What you need to do:
Which of the lines below holds the string "window"? Copy every line that does.

Records excerpted from a collection
------------------------

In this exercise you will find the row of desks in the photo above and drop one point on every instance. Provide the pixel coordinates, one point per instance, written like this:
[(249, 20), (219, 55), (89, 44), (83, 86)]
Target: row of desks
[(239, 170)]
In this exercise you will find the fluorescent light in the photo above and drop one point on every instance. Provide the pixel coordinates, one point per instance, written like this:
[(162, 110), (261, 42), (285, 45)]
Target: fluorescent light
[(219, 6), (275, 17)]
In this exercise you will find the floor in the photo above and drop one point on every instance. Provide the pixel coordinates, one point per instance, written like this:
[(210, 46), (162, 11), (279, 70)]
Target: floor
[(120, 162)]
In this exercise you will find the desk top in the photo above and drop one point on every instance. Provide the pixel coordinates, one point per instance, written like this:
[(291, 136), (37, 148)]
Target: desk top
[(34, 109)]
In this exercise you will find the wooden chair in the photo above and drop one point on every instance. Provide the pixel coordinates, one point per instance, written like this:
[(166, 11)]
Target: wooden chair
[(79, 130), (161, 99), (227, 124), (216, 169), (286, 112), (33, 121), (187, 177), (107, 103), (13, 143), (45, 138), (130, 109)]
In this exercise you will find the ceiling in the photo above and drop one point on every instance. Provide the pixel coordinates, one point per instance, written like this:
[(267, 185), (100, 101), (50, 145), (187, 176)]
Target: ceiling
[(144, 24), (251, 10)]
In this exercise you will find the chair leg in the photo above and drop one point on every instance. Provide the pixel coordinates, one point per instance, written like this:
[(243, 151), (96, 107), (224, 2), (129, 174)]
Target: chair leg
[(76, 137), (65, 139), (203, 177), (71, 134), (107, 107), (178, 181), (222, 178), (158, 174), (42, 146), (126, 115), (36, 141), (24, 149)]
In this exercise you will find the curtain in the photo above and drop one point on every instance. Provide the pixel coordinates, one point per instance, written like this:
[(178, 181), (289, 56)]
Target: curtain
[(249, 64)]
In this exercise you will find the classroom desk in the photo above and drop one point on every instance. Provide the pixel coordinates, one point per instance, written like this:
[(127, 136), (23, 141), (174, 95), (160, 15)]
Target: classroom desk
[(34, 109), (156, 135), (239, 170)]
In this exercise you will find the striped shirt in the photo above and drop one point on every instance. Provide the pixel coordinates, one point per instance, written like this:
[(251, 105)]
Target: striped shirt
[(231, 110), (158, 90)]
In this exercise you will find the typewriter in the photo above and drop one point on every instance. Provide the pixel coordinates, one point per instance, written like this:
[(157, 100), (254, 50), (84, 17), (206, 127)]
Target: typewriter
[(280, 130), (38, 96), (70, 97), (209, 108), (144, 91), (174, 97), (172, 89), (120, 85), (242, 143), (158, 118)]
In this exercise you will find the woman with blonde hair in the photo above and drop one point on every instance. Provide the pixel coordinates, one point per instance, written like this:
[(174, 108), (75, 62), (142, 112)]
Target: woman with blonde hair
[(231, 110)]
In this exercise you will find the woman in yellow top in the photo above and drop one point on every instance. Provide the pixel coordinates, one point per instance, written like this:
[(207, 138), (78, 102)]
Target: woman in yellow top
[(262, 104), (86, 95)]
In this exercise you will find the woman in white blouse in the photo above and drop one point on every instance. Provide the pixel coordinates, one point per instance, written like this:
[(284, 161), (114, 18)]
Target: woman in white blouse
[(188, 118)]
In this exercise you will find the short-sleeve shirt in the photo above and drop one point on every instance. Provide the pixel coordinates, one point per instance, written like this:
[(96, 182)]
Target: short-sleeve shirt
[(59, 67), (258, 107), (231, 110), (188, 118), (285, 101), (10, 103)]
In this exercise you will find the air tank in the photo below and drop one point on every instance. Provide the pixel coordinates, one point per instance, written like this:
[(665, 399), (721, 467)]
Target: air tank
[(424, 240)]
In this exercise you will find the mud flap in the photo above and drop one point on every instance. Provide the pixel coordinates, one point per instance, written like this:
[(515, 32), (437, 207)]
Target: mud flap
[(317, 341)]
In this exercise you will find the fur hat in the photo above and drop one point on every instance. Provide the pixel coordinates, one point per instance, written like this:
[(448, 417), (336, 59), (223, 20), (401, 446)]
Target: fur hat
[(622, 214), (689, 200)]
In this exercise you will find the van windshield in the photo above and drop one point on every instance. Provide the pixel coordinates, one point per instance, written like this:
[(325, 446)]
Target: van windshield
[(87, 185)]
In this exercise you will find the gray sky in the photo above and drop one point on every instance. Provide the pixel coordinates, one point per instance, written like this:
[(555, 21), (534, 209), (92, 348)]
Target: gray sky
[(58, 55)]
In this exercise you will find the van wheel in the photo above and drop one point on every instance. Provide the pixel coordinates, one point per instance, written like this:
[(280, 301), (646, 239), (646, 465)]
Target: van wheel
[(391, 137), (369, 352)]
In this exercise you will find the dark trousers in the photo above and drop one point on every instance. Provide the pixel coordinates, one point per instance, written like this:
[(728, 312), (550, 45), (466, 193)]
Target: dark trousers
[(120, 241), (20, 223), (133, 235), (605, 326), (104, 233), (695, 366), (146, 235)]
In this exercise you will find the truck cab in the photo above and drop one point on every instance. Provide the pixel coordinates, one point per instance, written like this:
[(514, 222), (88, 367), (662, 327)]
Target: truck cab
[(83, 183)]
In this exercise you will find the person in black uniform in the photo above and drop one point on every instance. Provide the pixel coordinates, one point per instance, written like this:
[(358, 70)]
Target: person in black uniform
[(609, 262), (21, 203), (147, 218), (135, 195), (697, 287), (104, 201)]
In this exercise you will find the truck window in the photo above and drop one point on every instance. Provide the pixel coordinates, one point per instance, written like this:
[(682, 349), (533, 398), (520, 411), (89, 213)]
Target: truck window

------------------------

Output for this task:
In this exercise you will find the truck window in the photo above and drop one point on every instance. Provide the pixel coordinates, one point per instance, written like this:
Target: truck window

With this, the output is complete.